[Begin]

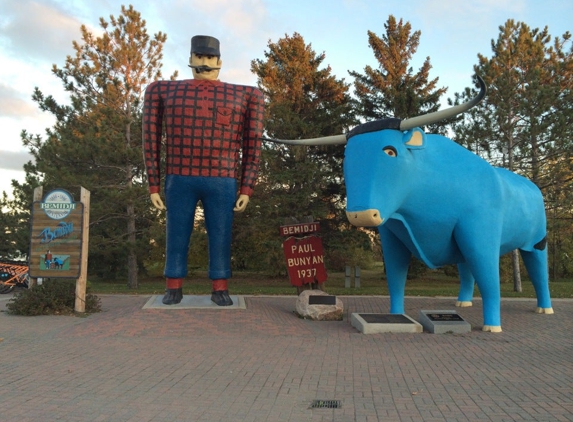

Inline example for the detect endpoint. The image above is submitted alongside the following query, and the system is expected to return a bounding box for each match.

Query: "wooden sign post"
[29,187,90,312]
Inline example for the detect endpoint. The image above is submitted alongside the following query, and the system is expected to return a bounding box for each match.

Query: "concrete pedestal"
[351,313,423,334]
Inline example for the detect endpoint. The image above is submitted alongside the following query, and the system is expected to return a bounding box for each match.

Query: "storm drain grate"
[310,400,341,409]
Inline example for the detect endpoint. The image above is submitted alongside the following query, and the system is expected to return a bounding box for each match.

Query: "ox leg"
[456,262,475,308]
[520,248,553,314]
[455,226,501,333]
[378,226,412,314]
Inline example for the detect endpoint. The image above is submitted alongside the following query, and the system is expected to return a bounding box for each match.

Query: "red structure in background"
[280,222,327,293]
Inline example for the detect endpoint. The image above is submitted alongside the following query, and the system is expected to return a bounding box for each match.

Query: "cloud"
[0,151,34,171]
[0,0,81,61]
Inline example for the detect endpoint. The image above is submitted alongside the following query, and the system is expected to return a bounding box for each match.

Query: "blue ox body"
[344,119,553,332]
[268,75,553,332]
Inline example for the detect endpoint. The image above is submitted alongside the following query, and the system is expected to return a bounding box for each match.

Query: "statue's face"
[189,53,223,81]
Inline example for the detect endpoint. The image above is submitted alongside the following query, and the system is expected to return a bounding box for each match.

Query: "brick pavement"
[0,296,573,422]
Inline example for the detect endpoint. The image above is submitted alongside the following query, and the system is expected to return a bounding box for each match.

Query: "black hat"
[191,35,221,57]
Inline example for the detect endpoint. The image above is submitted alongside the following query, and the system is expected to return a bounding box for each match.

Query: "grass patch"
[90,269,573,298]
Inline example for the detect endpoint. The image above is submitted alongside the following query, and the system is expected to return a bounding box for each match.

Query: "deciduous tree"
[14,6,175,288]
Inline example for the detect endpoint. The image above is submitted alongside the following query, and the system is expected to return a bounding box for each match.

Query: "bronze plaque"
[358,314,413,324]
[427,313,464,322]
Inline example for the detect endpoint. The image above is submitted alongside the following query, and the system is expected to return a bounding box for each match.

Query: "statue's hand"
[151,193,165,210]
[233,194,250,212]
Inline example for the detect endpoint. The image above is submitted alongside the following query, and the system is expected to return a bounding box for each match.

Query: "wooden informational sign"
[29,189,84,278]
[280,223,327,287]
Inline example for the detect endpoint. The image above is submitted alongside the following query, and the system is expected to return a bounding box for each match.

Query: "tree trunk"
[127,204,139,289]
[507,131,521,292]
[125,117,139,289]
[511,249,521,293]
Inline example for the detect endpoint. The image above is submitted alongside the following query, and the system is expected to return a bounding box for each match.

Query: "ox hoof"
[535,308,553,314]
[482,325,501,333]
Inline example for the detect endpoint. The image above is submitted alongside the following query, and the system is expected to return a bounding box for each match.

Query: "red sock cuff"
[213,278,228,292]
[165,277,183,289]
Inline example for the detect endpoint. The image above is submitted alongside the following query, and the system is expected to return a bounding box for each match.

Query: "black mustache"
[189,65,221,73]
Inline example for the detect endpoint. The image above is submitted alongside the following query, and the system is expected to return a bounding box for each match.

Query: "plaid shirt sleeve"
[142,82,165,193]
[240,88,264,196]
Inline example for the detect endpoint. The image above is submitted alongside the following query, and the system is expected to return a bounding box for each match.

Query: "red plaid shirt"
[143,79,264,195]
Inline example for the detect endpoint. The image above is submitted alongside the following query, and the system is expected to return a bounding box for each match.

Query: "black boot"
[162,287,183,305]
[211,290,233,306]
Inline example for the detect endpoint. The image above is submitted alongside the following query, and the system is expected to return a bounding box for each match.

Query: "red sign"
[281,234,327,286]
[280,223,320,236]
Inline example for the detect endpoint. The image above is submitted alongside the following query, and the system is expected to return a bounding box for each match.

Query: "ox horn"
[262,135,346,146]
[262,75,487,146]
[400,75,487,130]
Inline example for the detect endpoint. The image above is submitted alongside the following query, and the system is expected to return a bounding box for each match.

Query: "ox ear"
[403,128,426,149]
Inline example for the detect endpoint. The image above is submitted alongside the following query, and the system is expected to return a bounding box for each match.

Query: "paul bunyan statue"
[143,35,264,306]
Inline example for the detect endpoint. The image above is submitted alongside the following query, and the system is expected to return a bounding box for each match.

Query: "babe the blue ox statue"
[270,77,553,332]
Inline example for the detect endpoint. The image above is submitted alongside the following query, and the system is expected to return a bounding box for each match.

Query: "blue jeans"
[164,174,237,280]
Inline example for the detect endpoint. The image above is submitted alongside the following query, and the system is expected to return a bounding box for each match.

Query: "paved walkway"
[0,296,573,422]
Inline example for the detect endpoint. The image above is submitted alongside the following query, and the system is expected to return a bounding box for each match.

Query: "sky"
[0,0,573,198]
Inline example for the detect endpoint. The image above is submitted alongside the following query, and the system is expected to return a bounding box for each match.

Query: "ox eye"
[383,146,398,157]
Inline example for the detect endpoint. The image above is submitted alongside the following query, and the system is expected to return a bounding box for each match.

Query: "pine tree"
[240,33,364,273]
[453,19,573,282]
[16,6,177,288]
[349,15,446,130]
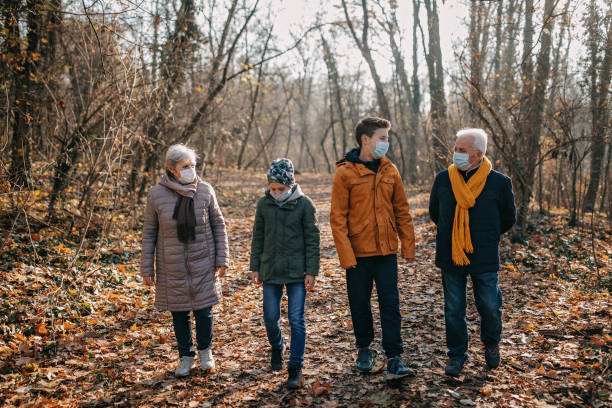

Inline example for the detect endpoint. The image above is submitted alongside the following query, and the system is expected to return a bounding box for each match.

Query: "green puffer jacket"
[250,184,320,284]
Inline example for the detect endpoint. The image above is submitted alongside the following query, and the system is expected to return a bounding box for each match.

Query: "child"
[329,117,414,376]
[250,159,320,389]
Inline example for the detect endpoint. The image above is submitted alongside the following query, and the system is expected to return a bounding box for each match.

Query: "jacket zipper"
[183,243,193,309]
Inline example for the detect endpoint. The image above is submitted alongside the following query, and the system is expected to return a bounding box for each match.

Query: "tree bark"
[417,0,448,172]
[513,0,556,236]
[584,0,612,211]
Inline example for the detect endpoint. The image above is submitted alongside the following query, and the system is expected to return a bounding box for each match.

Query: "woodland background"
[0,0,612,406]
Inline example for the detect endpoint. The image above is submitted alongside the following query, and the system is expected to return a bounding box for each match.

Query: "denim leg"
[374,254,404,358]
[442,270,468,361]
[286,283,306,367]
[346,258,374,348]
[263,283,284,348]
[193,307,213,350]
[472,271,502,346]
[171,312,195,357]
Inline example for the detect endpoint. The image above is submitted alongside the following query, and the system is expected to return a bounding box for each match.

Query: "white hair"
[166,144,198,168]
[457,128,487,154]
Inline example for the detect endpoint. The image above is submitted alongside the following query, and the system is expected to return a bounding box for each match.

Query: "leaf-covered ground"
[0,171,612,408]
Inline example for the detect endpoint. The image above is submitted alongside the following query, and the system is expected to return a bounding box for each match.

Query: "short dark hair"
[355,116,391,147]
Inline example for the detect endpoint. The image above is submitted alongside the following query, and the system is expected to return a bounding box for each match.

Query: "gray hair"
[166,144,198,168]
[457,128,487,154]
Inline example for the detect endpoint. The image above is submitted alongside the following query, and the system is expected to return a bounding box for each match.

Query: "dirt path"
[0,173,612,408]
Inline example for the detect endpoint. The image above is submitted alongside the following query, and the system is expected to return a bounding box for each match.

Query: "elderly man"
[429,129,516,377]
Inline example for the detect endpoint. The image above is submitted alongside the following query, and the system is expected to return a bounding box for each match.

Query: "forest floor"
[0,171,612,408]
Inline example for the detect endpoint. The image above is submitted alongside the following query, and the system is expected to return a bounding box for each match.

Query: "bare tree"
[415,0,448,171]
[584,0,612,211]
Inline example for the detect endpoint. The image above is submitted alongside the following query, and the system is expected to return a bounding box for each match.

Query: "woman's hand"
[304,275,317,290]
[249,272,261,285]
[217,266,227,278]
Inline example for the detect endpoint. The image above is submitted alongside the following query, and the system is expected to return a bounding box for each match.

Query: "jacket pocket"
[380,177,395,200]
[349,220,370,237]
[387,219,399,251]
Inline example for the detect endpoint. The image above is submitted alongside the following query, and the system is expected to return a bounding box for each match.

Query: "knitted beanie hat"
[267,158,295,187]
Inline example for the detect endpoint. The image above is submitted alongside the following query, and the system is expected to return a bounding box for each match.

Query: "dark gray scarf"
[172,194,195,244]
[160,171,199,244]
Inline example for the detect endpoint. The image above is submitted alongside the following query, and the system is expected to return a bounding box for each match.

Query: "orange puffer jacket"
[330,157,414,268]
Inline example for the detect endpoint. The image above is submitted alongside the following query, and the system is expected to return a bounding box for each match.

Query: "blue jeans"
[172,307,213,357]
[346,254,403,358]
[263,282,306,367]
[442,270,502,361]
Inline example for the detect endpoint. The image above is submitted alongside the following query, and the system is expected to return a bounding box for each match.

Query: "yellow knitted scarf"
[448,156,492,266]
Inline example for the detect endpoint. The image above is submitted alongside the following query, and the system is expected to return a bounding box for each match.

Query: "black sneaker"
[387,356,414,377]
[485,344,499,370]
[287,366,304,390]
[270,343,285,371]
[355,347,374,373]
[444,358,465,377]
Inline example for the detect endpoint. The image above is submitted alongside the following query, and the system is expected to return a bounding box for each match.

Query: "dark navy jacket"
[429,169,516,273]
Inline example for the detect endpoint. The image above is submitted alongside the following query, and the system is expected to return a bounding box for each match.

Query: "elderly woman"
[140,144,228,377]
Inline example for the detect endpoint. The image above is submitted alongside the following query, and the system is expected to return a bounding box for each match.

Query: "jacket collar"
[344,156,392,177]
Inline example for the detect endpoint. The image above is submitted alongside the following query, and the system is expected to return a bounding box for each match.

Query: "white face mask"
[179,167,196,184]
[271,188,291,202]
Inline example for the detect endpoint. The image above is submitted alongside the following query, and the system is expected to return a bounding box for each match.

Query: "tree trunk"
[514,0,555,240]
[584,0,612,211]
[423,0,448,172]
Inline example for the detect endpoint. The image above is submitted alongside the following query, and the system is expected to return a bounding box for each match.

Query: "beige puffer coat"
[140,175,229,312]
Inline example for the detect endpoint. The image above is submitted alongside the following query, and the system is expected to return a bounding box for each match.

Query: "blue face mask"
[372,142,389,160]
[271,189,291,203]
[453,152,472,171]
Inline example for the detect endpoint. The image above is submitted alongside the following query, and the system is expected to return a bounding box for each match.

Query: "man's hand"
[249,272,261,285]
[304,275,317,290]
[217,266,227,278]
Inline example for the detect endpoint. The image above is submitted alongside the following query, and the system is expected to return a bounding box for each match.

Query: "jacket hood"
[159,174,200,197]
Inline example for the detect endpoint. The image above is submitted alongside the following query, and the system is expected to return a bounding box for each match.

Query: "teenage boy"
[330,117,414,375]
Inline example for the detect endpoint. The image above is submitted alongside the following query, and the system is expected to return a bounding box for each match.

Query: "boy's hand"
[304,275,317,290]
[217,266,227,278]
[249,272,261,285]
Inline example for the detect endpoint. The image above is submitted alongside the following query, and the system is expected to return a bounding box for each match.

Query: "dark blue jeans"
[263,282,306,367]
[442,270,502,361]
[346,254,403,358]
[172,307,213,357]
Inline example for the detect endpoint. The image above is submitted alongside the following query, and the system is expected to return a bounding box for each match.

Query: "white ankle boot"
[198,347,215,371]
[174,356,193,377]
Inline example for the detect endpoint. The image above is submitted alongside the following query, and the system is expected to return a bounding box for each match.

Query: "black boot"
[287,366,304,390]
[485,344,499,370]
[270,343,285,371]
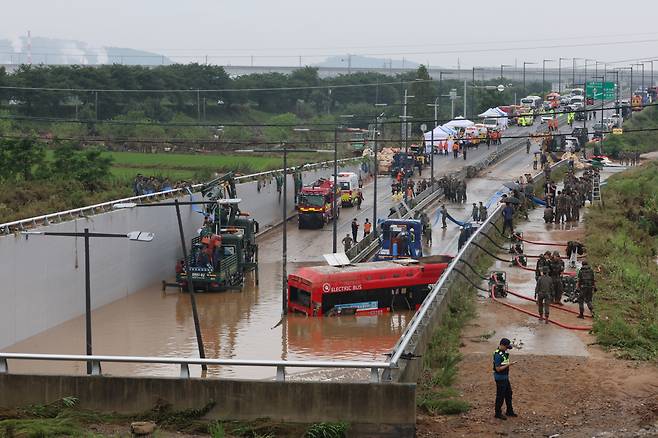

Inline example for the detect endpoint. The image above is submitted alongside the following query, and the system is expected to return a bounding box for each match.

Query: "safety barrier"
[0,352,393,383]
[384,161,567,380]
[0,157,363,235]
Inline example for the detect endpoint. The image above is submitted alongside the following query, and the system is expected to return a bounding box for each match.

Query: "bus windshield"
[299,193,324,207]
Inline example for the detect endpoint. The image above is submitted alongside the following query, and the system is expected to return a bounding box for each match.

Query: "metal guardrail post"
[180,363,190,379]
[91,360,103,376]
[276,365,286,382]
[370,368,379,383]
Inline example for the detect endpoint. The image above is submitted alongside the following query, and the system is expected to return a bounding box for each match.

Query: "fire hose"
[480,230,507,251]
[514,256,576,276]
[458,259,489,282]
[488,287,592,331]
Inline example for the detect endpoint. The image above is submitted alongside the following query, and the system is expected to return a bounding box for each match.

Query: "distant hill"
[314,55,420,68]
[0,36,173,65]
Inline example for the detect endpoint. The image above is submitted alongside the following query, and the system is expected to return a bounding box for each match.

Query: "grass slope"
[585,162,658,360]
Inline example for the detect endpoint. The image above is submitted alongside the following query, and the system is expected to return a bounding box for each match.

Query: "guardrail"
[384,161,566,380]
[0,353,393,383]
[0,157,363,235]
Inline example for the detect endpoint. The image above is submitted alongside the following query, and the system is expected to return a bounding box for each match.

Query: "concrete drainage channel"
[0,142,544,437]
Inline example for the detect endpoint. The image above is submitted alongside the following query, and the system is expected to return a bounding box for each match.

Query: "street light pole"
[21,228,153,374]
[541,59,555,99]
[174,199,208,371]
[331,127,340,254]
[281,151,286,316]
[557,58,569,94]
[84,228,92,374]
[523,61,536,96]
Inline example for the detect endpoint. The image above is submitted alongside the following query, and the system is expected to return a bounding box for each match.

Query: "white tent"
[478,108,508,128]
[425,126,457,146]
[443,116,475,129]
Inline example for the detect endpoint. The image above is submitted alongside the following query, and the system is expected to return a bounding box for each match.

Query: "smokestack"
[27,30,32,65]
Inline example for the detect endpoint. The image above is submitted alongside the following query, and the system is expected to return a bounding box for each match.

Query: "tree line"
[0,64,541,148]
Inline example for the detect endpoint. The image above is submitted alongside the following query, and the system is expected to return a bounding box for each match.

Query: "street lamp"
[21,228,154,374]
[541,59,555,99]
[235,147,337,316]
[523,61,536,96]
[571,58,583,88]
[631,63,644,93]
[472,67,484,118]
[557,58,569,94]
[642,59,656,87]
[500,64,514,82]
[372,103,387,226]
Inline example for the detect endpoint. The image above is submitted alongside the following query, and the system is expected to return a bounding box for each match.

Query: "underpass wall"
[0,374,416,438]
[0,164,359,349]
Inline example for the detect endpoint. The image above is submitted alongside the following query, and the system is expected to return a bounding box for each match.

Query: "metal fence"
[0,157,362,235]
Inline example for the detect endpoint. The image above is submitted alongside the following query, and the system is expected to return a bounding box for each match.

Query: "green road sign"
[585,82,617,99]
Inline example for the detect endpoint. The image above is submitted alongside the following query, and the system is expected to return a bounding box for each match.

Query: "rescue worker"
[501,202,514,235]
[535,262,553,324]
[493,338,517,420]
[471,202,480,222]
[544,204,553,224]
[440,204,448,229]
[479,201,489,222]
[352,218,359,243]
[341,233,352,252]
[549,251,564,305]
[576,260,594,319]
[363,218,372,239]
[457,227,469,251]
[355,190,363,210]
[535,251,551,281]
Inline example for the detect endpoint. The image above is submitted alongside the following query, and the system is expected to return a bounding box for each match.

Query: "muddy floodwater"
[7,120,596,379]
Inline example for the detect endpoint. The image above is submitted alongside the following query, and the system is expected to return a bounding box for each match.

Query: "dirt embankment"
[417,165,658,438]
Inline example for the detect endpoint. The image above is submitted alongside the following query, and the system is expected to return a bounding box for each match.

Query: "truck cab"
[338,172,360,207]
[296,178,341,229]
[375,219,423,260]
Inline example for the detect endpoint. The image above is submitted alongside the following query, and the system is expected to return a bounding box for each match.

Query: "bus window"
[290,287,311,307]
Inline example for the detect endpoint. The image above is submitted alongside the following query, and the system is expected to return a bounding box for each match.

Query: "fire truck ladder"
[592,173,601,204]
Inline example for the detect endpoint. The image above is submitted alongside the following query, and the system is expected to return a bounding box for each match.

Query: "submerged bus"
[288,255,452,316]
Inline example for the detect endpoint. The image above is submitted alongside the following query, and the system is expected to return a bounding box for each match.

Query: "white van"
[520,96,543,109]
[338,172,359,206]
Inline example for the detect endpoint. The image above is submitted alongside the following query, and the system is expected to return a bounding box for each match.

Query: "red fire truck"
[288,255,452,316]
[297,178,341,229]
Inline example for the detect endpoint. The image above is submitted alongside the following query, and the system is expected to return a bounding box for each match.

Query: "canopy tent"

[End]

-- Exercise instructions --
Rewrite the lines from the very first one through the line that contains "[310,400,341,409]", replacing "detect endpoint" with "locate endpoint" and changing nothing else. Leave the pictures out of your answer.

-- Exercise output --
Inline example for the locate endpoint. The image above is submitted alongside the following query, and the system is expected to return a bounding box for each match.

Query: "wooden sign post"
[29,187,90,312]
Inline example for the locate endpoint. The image above is submitted alongside the following query, and the system is expected to return a bounding box for each match.

Query: "concrete pedestal"
[351,313,423,334]
Inline example for the locate endpoint. The image above is submitted alongside the following query, and the system is expected to return a bounding box for each match.

Query: "storm drain grate"
[310,400,341,409]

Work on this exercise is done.